I was inspired, but managing AI across my real day-to-day work exposed the problems Swarm was built to solve.

Problem 01

Fragmentation

Every project, terminal, machine, and session became another place to check.

The work was parallel, but my attention was still stuck in serial mode.

I had multiple devices, multiple projects, Git branches, markdown files, todos, and agent sessions spread everywhere. Each one had a piece of the truth, but none of them had the whole picture.

Each session had partial memory. Each machine had partial state. Each branch had partial progress.

With one machine and one agent, that is manageable.

With an army of agents, it becomes the bottleneck.

Problem 02

Concurrency

While it may seem simple on the surface, the depth of an agentic harness is incredible.

Just one session and you're already dealing with multiple state types, before you even factor in TUI or desktop.

══════════

§ **Exercises**
**a)** Check each statement against the Swarm passage and answer yes or no, quoting the words that decide it: (i) The writer worked from a single device. (ii) One machine with one agent is called manageable. (iii) Each branch is said to have held complete progress.
**b)** Write the next few short paragraphs of the Swarm passage, starting after its final sentence and keeping its style.

§ **Information supplied**
══════════

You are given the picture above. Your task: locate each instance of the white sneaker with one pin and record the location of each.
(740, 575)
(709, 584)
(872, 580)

══════════

§ **Exercise answers**
**a)**
(i) No: "I had multiple devices, multiple projects, Git branches, markdown files, todos, and agent sessions spread everywhere."
(ii) Yes: "With one machine and one agent, that is manageable."
(iii) No: "Each branch had partial progress."

**b)**
Multiple agents are possible today, but real concurrency is not. The sessions are disconnected, the backend is not unified, and the burden of coordination falls back on the user.

I envision a future where thousands of agents are used daily, managed by AI, with a human in the loop. Current tools are too limited to allow real concurrency without forcing you to manage it yourself.

Problem 03

Vendor lock-in

Most AI tools keep the work inside their system.

You cannot fully control the prompts, tools, models, runtime, memory, or where the sessions live.

You are most powerful when you can use all of the AI vendors, not when you are locked into one platform.

The Missing Layer

Swarm's Answer

Agents need a shared place to work.

Swarm starts local. Your desktop, TUI, projects, workspaces, and sessions can all live together on the machine you already use.

Then your swarm can grow.

Add containers. Add more agents. Add more projects. Keep long-running sessions alive. Move from one local machine into a real agent runtime that can scale with efficient compute.

Your sessions, background agents, tools, permissions, workspaces, Git worktrees, and flows stay in one coherent place as the swarm grows.

Start local.

Grow into containers.

Run always-on.

Scale with efficient compute.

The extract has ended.